Task description: Turn the lines of the records below into a numbered list, skipping blank lines. Leave the pictures out of your list.

Dataset excerpts on pointing at objects:
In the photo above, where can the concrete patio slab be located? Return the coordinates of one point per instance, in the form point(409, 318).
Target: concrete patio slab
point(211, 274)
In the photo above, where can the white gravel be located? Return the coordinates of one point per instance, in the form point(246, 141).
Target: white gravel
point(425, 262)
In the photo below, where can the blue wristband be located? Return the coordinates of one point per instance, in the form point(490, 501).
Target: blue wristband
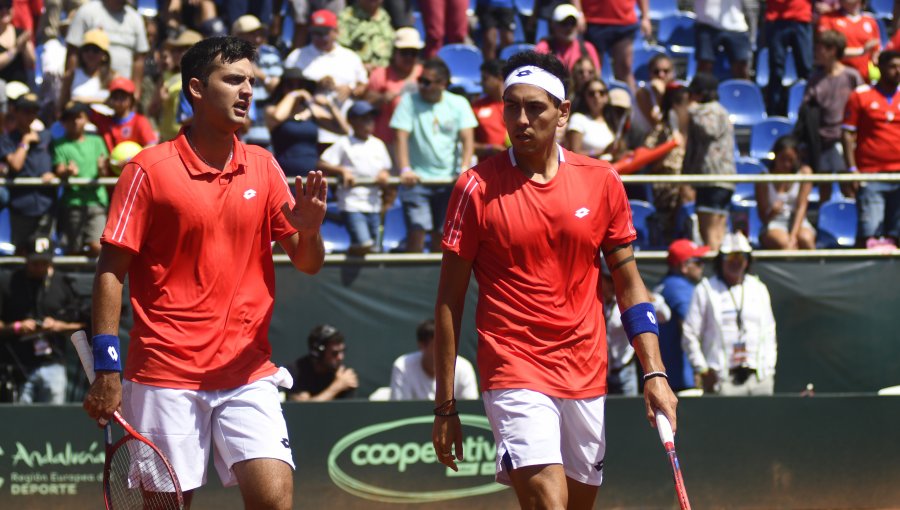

Worked answer:
1. In the photo above, where can the concrete patio slab be located? Return the coordinates of one point per instance, in the form point(409, 318).
2. Target: concrete patio slab
3. point(211, 274)
4. In the photo above, where can the white gravel be located? Return the coordinates of one point per instance, in the form point(246, 141).
5. Target: white gravel
6. point(425, 262)
7. In the photo below, where can the blue wristband be located? Return the coordinates of one point per instance, in the form point(490, 501).
8. Target: blue wristband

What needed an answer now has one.